** Start Data shown **

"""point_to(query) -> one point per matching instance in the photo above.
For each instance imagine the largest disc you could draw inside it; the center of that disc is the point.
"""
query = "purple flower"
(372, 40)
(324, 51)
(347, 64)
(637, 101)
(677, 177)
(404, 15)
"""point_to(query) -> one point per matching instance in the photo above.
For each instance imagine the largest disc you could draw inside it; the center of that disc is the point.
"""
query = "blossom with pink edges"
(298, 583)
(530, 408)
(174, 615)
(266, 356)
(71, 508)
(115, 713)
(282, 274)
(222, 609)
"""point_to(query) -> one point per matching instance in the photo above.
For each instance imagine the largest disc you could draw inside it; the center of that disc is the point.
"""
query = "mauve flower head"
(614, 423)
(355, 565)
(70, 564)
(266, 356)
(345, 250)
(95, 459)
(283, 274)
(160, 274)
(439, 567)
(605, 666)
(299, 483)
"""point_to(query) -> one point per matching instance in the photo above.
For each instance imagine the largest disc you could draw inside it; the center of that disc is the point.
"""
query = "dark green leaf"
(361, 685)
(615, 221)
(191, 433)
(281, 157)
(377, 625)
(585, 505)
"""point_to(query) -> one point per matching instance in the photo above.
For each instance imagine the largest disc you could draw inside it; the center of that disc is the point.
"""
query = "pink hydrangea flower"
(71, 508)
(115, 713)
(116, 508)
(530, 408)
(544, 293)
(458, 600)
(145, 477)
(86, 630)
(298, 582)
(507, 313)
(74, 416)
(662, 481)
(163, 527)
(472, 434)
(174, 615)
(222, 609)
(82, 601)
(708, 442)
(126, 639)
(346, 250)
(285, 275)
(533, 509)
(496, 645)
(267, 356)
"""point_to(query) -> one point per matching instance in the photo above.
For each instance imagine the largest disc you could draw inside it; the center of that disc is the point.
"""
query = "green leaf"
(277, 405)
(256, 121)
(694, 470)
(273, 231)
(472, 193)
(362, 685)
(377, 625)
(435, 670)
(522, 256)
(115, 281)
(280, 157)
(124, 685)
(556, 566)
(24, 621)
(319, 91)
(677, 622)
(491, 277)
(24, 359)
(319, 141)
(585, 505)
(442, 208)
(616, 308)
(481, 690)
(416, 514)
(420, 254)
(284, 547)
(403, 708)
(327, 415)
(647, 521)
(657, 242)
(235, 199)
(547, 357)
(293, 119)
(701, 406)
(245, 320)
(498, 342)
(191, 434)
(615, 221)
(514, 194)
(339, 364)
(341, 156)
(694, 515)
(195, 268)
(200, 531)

** End Data shown **

[Task directions]
Gather every line from the items above that contains the word "flower" and copy each one.

[Answer to the task]
query = "purple flower"
query = "mauve flower head"
query = "pink hydrangea flower"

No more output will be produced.